[Records of labeled points]
# # #

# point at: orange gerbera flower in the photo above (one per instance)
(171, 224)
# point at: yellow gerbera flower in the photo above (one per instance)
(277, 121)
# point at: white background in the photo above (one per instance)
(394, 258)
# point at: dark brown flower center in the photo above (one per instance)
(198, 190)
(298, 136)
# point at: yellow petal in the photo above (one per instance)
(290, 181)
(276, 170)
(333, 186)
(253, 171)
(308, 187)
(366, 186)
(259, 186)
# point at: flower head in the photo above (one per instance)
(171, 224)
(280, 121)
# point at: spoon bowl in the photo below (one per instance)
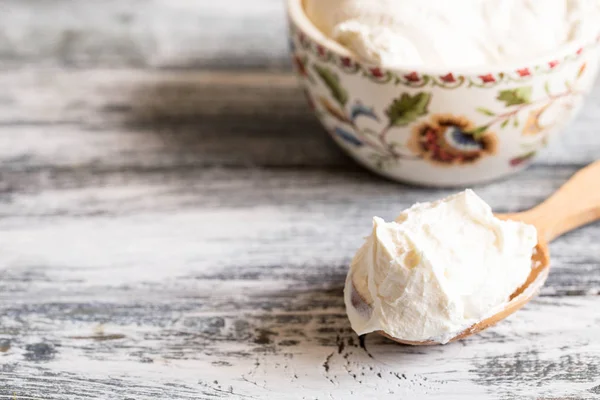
(575, 204)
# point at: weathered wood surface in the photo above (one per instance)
(186, 235)
(143, 33)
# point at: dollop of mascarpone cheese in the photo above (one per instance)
(458, 33)
(437, 269)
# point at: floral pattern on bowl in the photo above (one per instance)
(442, 130)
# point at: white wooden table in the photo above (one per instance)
(179, 234)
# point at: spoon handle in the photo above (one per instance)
(575, 204)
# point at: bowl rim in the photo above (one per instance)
(300, 20)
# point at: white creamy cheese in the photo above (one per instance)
(438, 269)
(458, 33)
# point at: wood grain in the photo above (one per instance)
(187, 234)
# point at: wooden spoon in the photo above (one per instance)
(575, 204)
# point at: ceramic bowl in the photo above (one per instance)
(434, 127)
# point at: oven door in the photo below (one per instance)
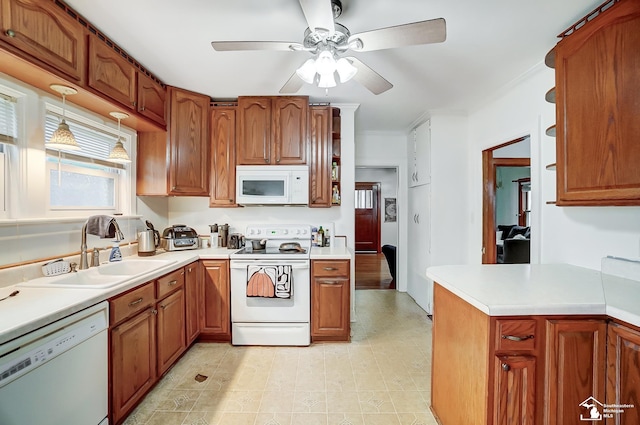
(270, 310)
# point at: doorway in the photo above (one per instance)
(497, 163)
(367, 203)
(375, 226)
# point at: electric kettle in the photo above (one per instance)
(148, 241)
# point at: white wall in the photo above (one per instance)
(574, 235)
(388, 179)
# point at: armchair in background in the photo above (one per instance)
(515, 244)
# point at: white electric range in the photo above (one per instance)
(271, 287)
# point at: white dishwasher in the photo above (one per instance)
(57, 375)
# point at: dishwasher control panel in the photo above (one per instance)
(31, 354)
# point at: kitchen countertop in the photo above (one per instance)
(541, 289)
(35, 307)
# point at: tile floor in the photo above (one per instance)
(381, 378)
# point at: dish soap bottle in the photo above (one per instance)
(115, 255)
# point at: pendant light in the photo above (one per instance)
(62, 138)
(119, 153)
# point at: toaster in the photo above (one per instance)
(178, 238)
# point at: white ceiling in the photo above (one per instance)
(489, 44)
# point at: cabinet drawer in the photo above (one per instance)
(131, 303)
(330, 268)
(170, 282)
(515, 334)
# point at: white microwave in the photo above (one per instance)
(272, 184)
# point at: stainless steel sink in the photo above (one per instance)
(104, 276)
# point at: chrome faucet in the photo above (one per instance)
(84, 263)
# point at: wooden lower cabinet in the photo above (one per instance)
(514, 390)
(133, 362)
(517, 370)
(575, 370)
(193, 295)
(216, 324)
(171, 330)
(330, 300)
(623, 373)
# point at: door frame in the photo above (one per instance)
(489, 166)
(377, 193)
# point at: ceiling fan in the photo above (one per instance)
(329, 41)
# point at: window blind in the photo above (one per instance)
(8, 119)
(95, 144)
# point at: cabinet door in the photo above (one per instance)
(623, 372)
(222, 191)
(133, 362)
(193, 295)
(575, 367)
(217, 318)
(151, 99)
(597, 151)
(515, 390)
(110, 74)
(418, 285)
(188, 138)
(289, 138)
(320, 152)
(171, 330)
(254, 131)
(330, 301)
(44, 31)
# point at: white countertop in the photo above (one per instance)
(541, 289)
(35, 307)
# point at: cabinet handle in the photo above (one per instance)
(517, 338)
(138, 301)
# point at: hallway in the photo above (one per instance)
(381, 378)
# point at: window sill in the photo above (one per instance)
(40, 220)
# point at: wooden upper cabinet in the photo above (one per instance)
(597, 110)
(222, 180)
(254, 131)
(111, 74)
(151, 99)
(272, 130)
(289, 138)
(46, 34)
(320, 150)
(189, 141)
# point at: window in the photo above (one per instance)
(8, 136)
(84, 179)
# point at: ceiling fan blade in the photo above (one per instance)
(225, 46)
(318, 14)
(366, 76)
(292, 85)
(423, 32)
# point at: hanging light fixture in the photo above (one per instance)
(119, 153)
(62, 138)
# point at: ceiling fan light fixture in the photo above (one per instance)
(346, 70)
(307, 72)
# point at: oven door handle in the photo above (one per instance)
(296, 264)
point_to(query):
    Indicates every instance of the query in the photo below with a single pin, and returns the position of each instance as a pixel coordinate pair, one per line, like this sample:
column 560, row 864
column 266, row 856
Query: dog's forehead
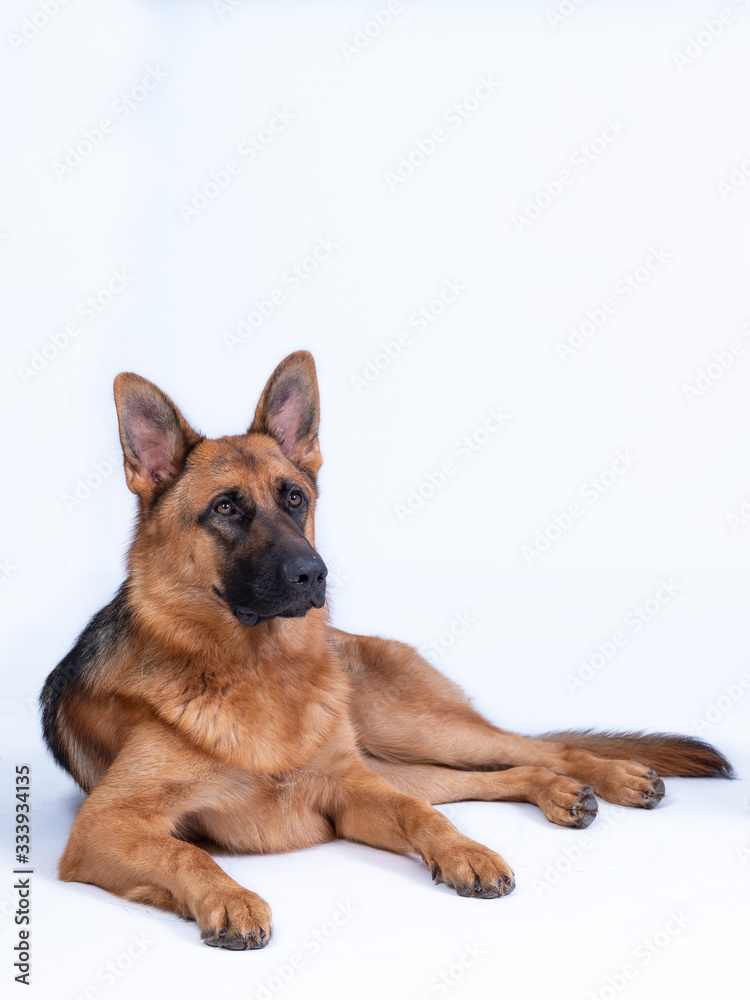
column 248, row 458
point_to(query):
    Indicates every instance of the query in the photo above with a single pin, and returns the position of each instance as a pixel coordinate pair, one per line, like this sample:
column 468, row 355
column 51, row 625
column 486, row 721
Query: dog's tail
column 668, row 755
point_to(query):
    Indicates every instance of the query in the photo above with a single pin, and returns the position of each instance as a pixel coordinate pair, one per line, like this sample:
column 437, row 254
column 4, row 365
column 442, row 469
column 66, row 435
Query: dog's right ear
column 155, row 437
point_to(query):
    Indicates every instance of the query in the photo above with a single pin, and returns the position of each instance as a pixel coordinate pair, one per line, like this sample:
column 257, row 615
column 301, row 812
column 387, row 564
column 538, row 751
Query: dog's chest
column 270, row 724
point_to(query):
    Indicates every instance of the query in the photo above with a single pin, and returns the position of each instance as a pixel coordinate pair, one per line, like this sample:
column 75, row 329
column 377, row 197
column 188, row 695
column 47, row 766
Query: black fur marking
column 101, row 635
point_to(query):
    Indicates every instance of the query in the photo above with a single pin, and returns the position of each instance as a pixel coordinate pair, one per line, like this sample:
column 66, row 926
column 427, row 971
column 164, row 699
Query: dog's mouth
column 246, row 616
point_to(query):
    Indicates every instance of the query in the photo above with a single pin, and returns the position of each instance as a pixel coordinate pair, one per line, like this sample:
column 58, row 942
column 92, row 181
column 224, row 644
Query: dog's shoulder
column 105, row 633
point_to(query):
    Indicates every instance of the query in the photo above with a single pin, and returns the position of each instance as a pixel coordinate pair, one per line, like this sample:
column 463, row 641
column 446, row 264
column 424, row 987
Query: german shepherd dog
column 212, row 700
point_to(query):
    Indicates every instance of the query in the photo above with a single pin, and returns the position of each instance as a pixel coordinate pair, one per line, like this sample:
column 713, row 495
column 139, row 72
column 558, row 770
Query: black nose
column 305, row 572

# # #

### [TO BE DONE]
Please write out the whole listing again, switching every "photo" to "image" and changing nothing else. Leave the pictures out of your answer.

### [ANSWER IN FULL]
# point at: orange gerbera flower in the image above (one per instance)
(171, 224)
# point at: yellow gerbera flower in the image above (one per instance)
(277, 121)
# point at: white background in the image above (one per instance)
(394, 258)
# point at: dark brown flower center in the image above (one per instance)
(198, 190)
(298, 136)
# point at: yellow petal in the image above (one per instance)
(290, 181)
(276, 170)
(333, 186)
(253, 171)
(308, 187)
(366, 186)
(259, 186)
# point at: flower head in the image above (one per instance)
(171, 224)
(280, 121)
# point at: spoon bowl in the image below (one per instance)
(575, 204)
# point at: weathered wood surface in the image above (one per instance)
(186, 235)
(143, 33)
# point at: dollop of mascarpone cheese in the image above (one per instance)
(458, 33)
(437, 269)
# point at: floral pattern on bowl in the image above (one per instance)
(442, 130)
# point at: white wooden table in the image above (one per instance)
(179, 234)
# point at: spoon handle in the image above (one per instance)
(575, 204)
# point at: bowl rim in the image above (one per instance)
(300, 20)
# point at: white creamy cheese in the image above (one per instance)
(438, 269)
(458, 33)
# point at: wood grain in the image above (one per instance)
(187, 234)
# point at: wooden spoon in the image above (one per instance)
(575, 204)
# point at: ceramic bowl in the image above (one per instance)
(434, 127)
# point at: oven door in the image below (one per instance)
(270, 310)
# point at: doorway in the image above (one per instance)
(497, 163)
(367, 203)
(375, 226)
# point at: electric kettle in the image above (one per instance)
(148, 241)
# point at: white wall in the image above (one per instance)
(574, 235)
(388, 179)
# point at: armchair in background in the image above (one per instance)
(515, 244)
# point at: white electric range in the image above (one per instance)
(271, 287)
# point at: white dishwasher in the image above (one per instance)
(57, 375)
# point at: dishwasher control panel in the image above (one per instance)
(31, 354)
# point at: kitchen countertop in the image above (one per instance)
(541, 289)
(35, 307)
# point at: tile floor in the image above (one per instance)
(381, 378)
# point at: dish soap bottle in the image above (one per instance)
(115, 255)
# point at: pendant light in the image above (one per instance)
(62, 138)
(119, 153)
# point at: toaster in the image above (one per instance)
(178, 238)
# point at: white ceiling in the image above (one per instance)
(489, 44)
# point at: cabinet drawer in the image above (one per instance)
(131, 303)
(330, 268)
(170, 282)
(515, 334)
# point at: white microwave in the image above (one per instance)
(272, 184)
# point at: stainless steel sink in the image above (one per instance)
(104, 276)
# point at: chrome faucet in the image above (one per instance)
(84, 263)
# point at: wooden lower cabinet in the image above (one per instance)
(514, 390)
(133, 362)
(517, 370)
(575, 370)
(193, 295)
(216, 324)
(171, 330)
(330, 300)
(623, 373)
# point at: door frame in the image above (one per instance)
(489, 166)
(377, 193)
# point at: ceiling fan in the image above (one per instance)
(329, 41)
# point at: window blind in the image above (one per instance)
(8, 119)
(95, 144)
# point at: cabinet door in the image above (one per instance)
(623, 372)
(222, 191)
(133, 362)
(193, 295)
(575, 367)
(217, 318)
(151, 99)
(597, 151)
(515, 390)
(110, 74)
(418, 285)
(188, 138)
(289, 138)
(320, 152)
(171, 330)
(254, 131)
(330, 301)
(44, 31)
# point at: white countertop in the image above (one per instance)
(541, 289)
(35, 307)
# point at: cabinet handle in the image above (one per instance)
(517, 338)
(138, 301)
# point at: hallway in the image above (one per instance)
(381, 378)
# point at: window sill in the image above (one per instance)
(40, 220)
# point at: wooden upper cabinet in the image above (one per instance)
(597, 110)
(222, 180)
(254, 131)
(111, 74)
(151, 99)
(272, 130)
(289, 138)
(46, 34)
(320, 150)
(189, 141)
# point at: window in the image above (one per instance)
(8, 136)
(84, 179)
# point at: ceiling fan blade in the image above (one per instance)
(225, 46)
(318, 14)
(366, 76)
(292, 85)
(423, 32)
# point at: hanging light fixture in the image above (one per instance)
(119, 153)
(62, 138)
# point at: ceiling fan light fixture in the image above (one per instance)
(346, 70)
(307, 72)
# point at: oven door handle in the image above (one per instance)
(296, 264)
point_to(query):
    Indicates every instance of the query in the image below with a single pin, and returns the position of each instance as a pixel coordinate pair, one per line, like this sample:
column 560, row 864
column 266, row 856
Query: dog's forehead
column 248, row 458
point_to(query):
    Indicates every instance of the query in the image above with a single pin, and returns the position of each instance as a pixel coordinate pair, one per line, like this sample:
column 468, row 355
column 51, row 625
column 486, row 721
Query: dog's tail
column 668, row 755
point_to(query):
    Indicates every instance of the query in the image above with a single pin, and returns the position of each instance as a pixel coordinate pair, one per line, like this sample:
column 437, row 254
column 4, row 365
column 442, row 469
column 66, row 435
Query: dog's right ear
column 155, row 437
point_to(query):
    Indicates every instance of the query in the image above with a single pin, and returns the position of each instance as a pixel coordinate pair, one per line, like this sample:
column 257, row 615
column 301, row 812
column 387, row 564
column 538, row 751
Query: dog's chest
column 270, row 724
point_to(query):
    Indicates every instance of the query in the image above with a single pin, and returns the position of each instance as a pixel coordinate pair, one per line, like this sample:
column 75, row 329
column 377, row 197
column 188, row 695
column 47, row 766
Query: black fur marking
column 101, row 635
point_to(query):
    Indicates every instance of the query in the image above with a single pin, and returns the position of each instance as a pixel coordinate pair, one per line, like this sample:
column 66, row 926
column 427, row 971
column 164, row 699
Query: dog's mouth
column 246, row 616
point_to(query):
    Indicates every instance of the query in the image above with a single pin, and returns the position of each instance as a pixel coordinate pair, one per line, like this sample:
column 58, row 942
column 92, row 181
column 224, row 644
Query: dog's shoulder
column 105, row 633
point_to(query):
    Indicates every instance of the query in the image above with a single pin, and returns the position of each instance as a pixel coordinate pair, one per line, like this sample:
column 463, row 641
column 446, row 264
column 424, row 987
Query: german shepherd dog
column 212, row 700
point_to(query):
    Indicates every instance of the query in the image above with a single pin, and returns the position of each instance as a pixel coordinate pair, one per line, like this sample:
column 713, row 495
column 139, row 72
column 558, row 770
Query: black nose
column 305, row 572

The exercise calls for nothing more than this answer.